** PROVIDED TEXT **
ByCol HP Singh (retd)
Mar 23, 2025 09:52 AM IST

Does any citizen deserve this brutal treatment; and if that citizen happens to be a soldier defending the nation, didn’t it merit a more mature handling of the situation, even for a moment assuming that the soldier was at fault?

We were celebrating Holi when social media went abuzz with the news of a serving army officer and his son getting manhandled the previous night allegedly by policemen at Patiala. With many of my relatives and friends serving in Punjab Police, I immediately called them up to check the veracity of the news. Their apologetic tone suggested that something wrong must have happened.

The least a soldier expects from his countrymen is respect, gratitude and his family looked after if he doesn’t return home. (HT File Photo for representation)
The least a soldier expects from his countrymen is respect, gratitude and his family looked after if he doesn’t return home. (HT File Photo for representation)

** SET TASKS **
• 1. According to the opinion piece, what does a soldier at least expect from his countrymen? List every item.
• 2. Answer these from the opinion piece:
(a) What festival was being celebrated when the news spread on social media?
(b) In which city were the army officer and his son allegedly manhandled?
(c) In which police force do many of the writer's relatives and friends serve?
• 3. Print the part of the opinion piece between "Does any citizen" and "must have happened.", inclusive.
Rely only on the opinion piece when answering.

** EXTRACTED INFORMATION **
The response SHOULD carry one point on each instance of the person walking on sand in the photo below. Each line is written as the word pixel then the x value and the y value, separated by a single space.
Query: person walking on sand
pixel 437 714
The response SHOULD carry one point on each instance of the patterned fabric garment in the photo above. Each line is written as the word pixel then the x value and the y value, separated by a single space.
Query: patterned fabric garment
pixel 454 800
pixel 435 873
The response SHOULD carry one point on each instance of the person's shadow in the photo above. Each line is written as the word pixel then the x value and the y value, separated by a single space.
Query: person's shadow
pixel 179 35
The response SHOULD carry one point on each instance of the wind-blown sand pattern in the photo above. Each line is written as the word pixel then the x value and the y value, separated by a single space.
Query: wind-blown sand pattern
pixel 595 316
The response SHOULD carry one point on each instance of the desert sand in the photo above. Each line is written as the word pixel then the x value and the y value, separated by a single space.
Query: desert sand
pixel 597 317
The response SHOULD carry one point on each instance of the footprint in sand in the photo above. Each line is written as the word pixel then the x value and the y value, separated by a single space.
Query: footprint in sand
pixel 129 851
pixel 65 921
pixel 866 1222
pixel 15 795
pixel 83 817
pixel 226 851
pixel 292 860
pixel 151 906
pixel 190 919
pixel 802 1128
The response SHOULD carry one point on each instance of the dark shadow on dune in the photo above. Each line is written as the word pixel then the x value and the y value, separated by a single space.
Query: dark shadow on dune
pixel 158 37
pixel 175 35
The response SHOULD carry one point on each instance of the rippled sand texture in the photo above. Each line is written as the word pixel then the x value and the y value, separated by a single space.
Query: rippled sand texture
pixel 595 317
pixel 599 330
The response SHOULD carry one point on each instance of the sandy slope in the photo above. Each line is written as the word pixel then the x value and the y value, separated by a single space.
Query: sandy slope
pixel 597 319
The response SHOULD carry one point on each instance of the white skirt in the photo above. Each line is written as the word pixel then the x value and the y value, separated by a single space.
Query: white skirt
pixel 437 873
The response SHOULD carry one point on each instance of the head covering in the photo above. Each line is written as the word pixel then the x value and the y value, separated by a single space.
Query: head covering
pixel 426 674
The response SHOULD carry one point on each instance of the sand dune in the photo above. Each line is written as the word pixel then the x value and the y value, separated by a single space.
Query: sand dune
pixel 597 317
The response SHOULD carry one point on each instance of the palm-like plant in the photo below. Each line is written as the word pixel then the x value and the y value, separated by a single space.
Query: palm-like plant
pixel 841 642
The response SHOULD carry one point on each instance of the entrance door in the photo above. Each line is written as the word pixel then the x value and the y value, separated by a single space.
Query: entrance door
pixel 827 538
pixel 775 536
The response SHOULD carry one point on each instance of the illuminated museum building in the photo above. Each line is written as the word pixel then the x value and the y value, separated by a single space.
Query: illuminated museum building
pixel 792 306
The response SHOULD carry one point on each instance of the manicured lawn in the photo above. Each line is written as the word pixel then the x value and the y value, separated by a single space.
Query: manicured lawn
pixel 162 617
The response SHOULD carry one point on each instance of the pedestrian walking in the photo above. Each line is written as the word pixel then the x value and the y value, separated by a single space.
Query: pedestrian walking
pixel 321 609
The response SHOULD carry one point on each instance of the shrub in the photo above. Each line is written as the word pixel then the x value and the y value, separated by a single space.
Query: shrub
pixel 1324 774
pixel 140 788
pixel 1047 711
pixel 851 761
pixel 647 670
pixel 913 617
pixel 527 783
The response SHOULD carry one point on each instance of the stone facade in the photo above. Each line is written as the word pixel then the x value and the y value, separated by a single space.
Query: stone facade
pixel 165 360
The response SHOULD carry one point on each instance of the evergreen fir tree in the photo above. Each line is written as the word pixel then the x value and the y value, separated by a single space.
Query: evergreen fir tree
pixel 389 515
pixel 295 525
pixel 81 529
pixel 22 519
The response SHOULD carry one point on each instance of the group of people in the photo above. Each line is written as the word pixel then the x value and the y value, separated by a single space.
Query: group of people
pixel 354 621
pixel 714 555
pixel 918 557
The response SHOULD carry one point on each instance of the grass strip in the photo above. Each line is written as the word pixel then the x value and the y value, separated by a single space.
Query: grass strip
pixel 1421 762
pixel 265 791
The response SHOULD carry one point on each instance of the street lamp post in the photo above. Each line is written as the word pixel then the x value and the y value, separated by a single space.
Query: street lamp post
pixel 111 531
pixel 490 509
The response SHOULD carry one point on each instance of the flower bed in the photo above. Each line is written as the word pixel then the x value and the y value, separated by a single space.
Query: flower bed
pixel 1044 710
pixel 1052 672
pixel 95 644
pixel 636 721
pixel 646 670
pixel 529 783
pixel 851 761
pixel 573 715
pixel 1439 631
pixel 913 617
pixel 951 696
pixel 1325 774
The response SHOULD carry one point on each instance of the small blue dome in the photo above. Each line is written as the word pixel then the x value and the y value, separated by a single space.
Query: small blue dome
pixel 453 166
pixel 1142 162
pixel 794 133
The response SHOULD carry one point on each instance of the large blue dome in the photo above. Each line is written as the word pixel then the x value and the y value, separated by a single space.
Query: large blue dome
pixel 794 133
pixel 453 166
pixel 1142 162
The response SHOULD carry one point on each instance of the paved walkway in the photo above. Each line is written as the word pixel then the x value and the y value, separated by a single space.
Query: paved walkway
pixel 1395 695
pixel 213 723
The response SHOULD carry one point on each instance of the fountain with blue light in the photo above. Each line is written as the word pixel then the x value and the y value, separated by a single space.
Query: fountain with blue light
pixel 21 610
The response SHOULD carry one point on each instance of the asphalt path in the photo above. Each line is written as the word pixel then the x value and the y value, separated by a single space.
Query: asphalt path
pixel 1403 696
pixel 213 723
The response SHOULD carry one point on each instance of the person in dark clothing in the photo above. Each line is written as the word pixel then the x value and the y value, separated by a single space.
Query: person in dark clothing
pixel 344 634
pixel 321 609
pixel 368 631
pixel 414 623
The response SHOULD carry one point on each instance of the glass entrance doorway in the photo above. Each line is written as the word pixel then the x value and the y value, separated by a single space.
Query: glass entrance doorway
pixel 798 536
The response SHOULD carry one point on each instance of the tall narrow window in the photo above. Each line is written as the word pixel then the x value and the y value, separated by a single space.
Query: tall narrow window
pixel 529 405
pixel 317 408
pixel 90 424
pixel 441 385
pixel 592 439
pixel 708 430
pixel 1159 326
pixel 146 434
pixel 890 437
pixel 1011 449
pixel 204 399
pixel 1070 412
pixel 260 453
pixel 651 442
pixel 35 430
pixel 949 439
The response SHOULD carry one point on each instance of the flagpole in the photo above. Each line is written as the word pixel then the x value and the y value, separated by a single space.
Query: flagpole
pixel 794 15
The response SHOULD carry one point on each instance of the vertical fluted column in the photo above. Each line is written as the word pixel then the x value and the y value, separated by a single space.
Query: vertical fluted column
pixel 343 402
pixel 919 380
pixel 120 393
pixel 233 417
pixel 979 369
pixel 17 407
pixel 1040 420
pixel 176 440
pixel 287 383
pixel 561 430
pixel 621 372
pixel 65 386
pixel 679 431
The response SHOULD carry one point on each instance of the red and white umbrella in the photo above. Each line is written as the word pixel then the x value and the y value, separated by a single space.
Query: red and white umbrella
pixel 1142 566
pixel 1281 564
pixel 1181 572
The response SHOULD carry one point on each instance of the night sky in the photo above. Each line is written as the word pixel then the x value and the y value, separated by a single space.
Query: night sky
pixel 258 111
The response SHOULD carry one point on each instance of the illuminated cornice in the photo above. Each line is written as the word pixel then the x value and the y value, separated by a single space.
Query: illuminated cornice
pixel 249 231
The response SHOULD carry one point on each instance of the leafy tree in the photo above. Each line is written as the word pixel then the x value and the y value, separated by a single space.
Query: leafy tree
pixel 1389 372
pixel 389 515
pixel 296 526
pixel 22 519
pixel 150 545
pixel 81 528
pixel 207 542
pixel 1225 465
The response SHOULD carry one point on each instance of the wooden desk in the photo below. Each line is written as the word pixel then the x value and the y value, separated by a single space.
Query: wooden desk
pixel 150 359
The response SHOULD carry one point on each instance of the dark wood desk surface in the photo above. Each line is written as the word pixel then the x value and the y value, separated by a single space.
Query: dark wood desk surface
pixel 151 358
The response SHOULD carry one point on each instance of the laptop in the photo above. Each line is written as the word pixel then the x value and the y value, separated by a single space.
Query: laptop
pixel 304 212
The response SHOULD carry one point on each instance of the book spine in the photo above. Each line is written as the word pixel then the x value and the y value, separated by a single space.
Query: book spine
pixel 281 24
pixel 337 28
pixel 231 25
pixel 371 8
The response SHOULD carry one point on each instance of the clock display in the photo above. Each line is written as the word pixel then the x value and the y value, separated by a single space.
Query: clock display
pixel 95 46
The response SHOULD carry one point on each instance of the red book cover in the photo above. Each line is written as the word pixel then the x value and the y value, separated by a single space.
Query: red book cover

** EXPECTED ANSWERS **
• 1.
- Respect
- Gratitude
- His family looked after if he doesn't return home

• 2.
(a) Holi
(b) Patiala
(c) Punjab Police

• 3.
Does any citizen deserve this brutal treatment; and if that citizen happens to be a soldier defending the nation, didn’t it merit a more mature handling of the situation, even for a moment assuming that the soldier was at fault?

We were celebrating Holi when social media went abuzz with the news of a serving army officer and his son getting manhandled the previous night allegedly by policemen at Patiala. With many of my relatives and friends serving in Punjab Police, I immediately called them up to check the veracity of the news. Their apologetic tone suggested that something wrong must have happened.